### [ZU ERLEDIGENDE AUFGABEN]
1. Beantworte kurz diese Fragen zum Text über die Pflege:
(a) Welche Partei will laut Rauch eine „Festung Österreich“ errichten?
(b) Was nennt Clemens Martin Auer das Kernproblem im Krankenhauswesen und in den Pflegeeinrichtungen?
(c) Welches Amt hatte Auer früher im Gesundheitsministerium?
2. Führe den Text über die Pflege nach seinem letzten Satz mit einigen Sätzen weiter.

### [TEXTAUSZUG]
━━━━━━

Rauch kooperiert für Pfleger aus dem Ausland mit Deutschland
Es gebe in Österreich einen "Wettbewerbsnachteil mit anderen europäischen Staaten, weil wir in diesem Land 15 Jahre Politik gemacht haben, zum Teil jedenfalls, die so getan hat, dass alles was von außen kommt und zuwandert potenziell gefährlich und böse ist, das rächt sich jetzt", erläuterte Rauch. "Wenn manche davon träumen und reden, eine 'Festung' errichten zu wollen, eine 'Festung Österreich', wie die FPÖ das tut, dann muss man den Menschen auch dazu sagen, in dieser Festung wird keine angemessene Pflege mehr stattfinden", betonte der Gesundheitsminister.
Er sei "überrascht", wie schnell der Beinahe-Kollaps in der Pflege vonstattengeht, erklärte EHFG-Präsident Clemens Martin Auer. Kernproblem im Krankenhauswesen und in den Pflegeeinrichtungen "ist das hierarchische System". Die Politik könne in erster Linie mehr Geld hineinpumpen. Eine bessere Work-Life-Balance und mehr Urlaub für das Personal dagegen, "das ist eine Managementaufgabe" der Kranken- und Pflegeeinrichtungen, sagte der frühere Sektionschef im Gesundheitsministerium.

━━━━━━

Daten zur Punktlokalisierung:
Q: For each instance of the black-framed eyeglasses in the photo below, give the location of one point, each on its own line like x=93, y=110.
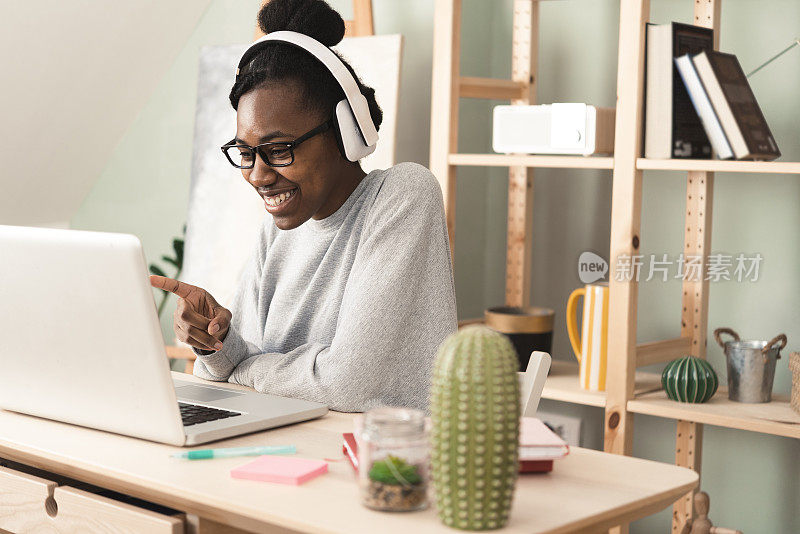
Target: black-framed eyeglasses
x=273, y=153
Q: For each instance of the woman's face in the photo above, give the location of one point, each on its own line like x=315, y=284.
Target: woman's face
x=276, y=113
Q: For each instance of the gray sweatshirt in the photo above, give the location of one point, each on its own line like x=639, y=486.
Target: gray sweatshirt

━━━━━━

### [ANTWORTEN NACH NUMMER]
1.
(a) Die FPÖ.
(b) Das hierarchische System.
(c) Er war dort Sektionschef.

2.
Auer empfahl "jedem Landeshauptmann und jeder Landeshauptfrau", sich mindestens einmal im Monat die Spitze des Krankenhausmanagements zu sich zu holen und zu fragen, "was sie getan haben im letzten Monat, dass es den Mitarbeiterinnen und Mitarbeitern in den Kranken- und Pflegeeinrichtungen besser geht. Und wenn sie nach einem halben Jahr keine Erfolge aufzuweisen haben, sollen sie sie rausschmeißen".
Es sei überprüfbar, dass Häuser die gut geleitet sind, "besser funktionieren, weniger Fluktuation haben, höhere Arbeitszufriedenheit da ist, das trifft sowohl auf Alters- und Pflegeheime wie auf Spitäler zu", sagte Rauch auf APA-Nachfrage zu den Ausführungen von Auer. "Natürlich kann die Politik Rahmenbedingungen schaffen", betonte der Gesundheitsminister. Zudem gebe es "frisches Geld" nur gegen Reformen. Milliarden Euro hineinzupumpen "ohne einen Effekt für die Patientinnen und Patienten zu erzielen, das ist nicht unsere Absicht und das ist nicht unsere Zielsetzung", betonte er.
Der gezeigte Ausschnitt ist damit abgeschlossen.